◆ **Source document**
Using data collected by Turn the Tide on Plastic, which features Ireland’s own Annalise Murphy on deck, marine experts have identified over three million micro plastic particles per square kilometre of ocean.

The sub-surface data on micro plastic pollution levels was collected using a state-of-the-art instrument on board the Volvo Ocean 65 racing yacht.

The initial results, gathered during the Prologue stage and Leg 1 of the race between Lisbon and Alicante, were presented by Dr Toste Tanhua during the first morning of the two-day Volvo Ocean Race Ocean Summit, held in Cape Town stopover on Thursday (7 December). 

The samples collected during Leg 2 are currently being analysed and results will be revealed in due course.

“Our initial findings suggest that the levels of micro plastic in the ocean are significantly higher than we first expected,” said Dr Tanhua, who works at GEOMAR, an ocean research institute in Kiel, Germany.

“This is alarming as the micro plastic not only harms a wide range of marine life, but, through entering the food chain, in species such as tuna and mackerel, can cause harm to humans, too.”

Micro plastic refers to small particles of plastic often invisible to the naked eye – and which can take thousands of years to degrade.

Position identification data:
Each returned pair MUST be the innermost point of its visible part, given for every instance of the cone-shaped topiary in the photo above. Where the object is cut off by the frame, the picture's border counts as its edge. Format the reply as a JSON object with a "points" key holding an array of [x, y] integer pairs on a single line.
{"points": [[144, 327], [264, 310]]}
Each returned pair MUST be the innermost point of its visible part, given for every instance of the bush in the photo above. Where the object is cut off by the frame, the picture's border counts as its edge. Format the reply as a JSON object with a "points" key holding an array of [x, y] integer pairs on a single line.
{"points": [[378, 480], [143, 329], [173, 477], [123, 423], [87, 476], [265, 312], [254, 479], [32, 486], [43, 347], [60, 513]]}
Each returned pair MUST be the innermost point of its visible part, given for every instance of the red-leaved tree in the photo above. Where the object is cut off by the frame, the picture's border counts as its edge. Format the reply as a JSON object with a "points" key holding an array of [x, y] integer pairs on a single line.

◆ **Task goal**
Continue the article on micro plastic pollution measured during the Volvo Ocean Race from the point at which it ends. The data plays no part in what is asked here.

◆ **Output of the exercise**
Dr Tanhua continued: “Existing scientific data only accounts for around 1% of all plastic in the ocean – but thanks to the support of Volvo Ocean Race and Volvo Cars, and the efforts of the Turn the Tide on Plastic team in conducting this research, we’re building a knowledge base which is essential to ocean science around the globe.”

The Volvo Ocean Race Science Programme is funded by Volvo Cars, who are donating €100 from the first 3,000 sales of the new V90 Cross Country Volvo Ocean Race edition to support the initiative.

Consisting of three key pillars — meteorological data collection; scientific drifter buoy deployment; and on-board analysis of key metrics for ocean health (including salinity, partial pressure of CO2, dissolved CO2 and Chlorophyll-a) — the Science Programme aims to create a snapshot of the health of the oceans to help scientists worldwide.

Speakers at the second Ocean Summit of the 2017-18 Volvo Ocean Race included The Ocean Cleanup founder Boyan Slat, WWF’s John Duncan and Volvo Ocean Race skippers Charlie Enright of Vestas 11th Hour Racing and Dee Caffari of Turn the Tide on Plastic.

“This is a groundbreaking project, bringing sport and science together,” said Caffari, who is leading the team amplifying the United Nations Environment Clean Seas campaign. “As round-the-world sailors, we have seen first hand the growing problem of marine debris and plastic pollution – and now we are collecting reference data for scientists around the globe.

“The power that the Race’s sustainability focus and this Ocean Summit are having in Cape Town is incredible, and it’s fantastic to see the enthusiasm in the Host Cities that we visit.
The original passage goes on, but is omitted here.